• What to produce
Rewrite as a numbered list the lines of the material starting with the line that contains "Emit one marker per instance in this form: [(220, 259)]." and going on through the line that contains "[(169, 167)]", both included, leaving out any blank lines.

— start of Task data —

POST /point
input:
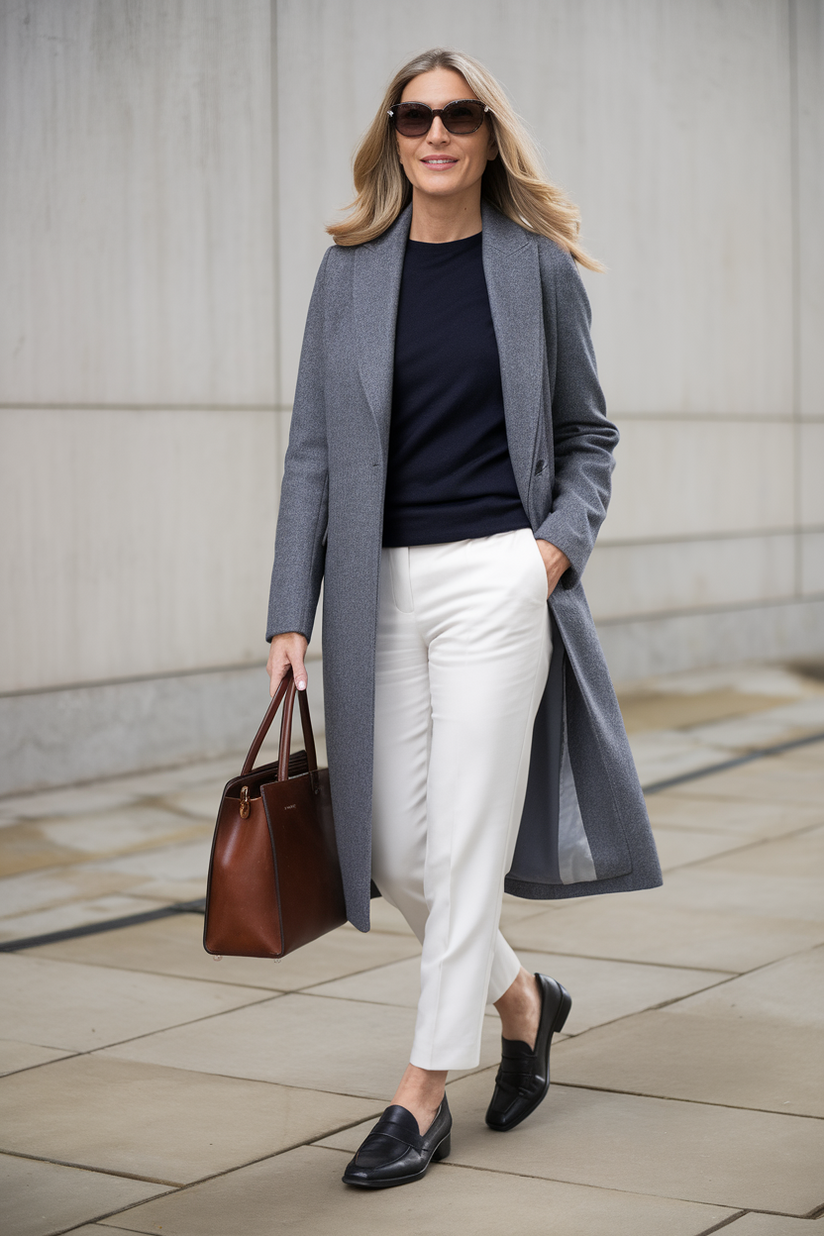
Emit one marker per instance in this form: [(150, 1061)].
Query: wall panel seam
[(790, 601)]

— end of Task data —
— start of Task data —

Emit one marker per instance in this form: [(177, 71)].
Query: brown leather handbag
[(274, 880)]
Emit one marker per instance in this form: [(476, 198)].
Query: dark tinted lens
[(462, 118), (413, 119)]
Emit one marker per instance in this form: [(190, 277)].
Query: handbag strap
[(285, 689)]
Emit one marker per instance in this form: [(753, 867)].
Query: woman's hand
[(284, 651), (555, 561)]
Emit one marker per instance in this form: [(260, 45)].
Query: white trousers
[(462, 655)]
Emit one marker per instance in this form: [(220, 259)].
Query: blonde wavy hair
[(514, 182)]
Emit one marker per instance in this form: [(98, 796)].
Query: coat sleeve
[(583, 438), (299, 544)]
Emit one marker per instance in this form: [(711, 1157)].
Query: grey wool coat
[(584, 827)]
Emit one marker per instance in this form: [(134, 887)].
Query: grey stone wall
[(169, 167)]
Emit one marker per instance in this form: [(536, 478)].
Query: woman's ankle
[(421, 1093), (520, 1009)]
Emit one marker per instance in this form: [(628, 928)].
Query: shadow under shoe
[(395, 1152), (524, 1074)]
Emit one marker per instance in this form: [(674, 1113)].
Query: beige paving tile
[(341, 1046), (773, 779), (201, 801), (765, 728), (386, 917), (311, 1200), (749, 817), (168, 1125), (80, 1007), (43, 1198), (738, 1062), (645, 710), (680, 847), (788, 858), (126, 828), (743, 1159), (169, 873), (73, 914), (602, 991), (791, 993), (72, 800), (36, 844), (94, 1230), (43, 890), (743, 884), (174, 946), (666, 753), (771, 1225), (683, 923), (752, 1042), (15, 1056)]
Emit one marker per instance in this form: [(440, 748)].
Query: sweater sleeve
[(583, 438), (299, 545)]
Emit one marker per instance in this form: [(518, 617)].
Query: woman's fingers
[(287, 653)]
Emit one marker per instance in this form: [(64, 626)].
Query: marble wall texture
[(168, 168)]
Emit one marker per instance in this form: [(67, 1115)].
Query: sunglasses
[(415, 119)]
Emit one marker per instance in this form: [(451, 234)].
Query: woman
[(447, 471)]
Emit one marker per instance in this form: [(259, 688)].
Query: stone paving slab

— end of Task data —

• Exercise response
1. Emit one marker per instance in this form: [(220, 259)].
2. Query: blonde wavy hair
3. [(514, 182)]
4. Emit one marker per instance in this form: [(98, 796)].
5. Query: coat sleeve
6. [(583, 438), (299, 544)]
7. Emit one marker per instance in this form: [(711, 1157)].
8. Query: grey wool coat
9. [(584, 827)]
10. Emit one marker per instance in this form: [(134, 887)].
11. Query: grey stone wall
12. [(169, 167)]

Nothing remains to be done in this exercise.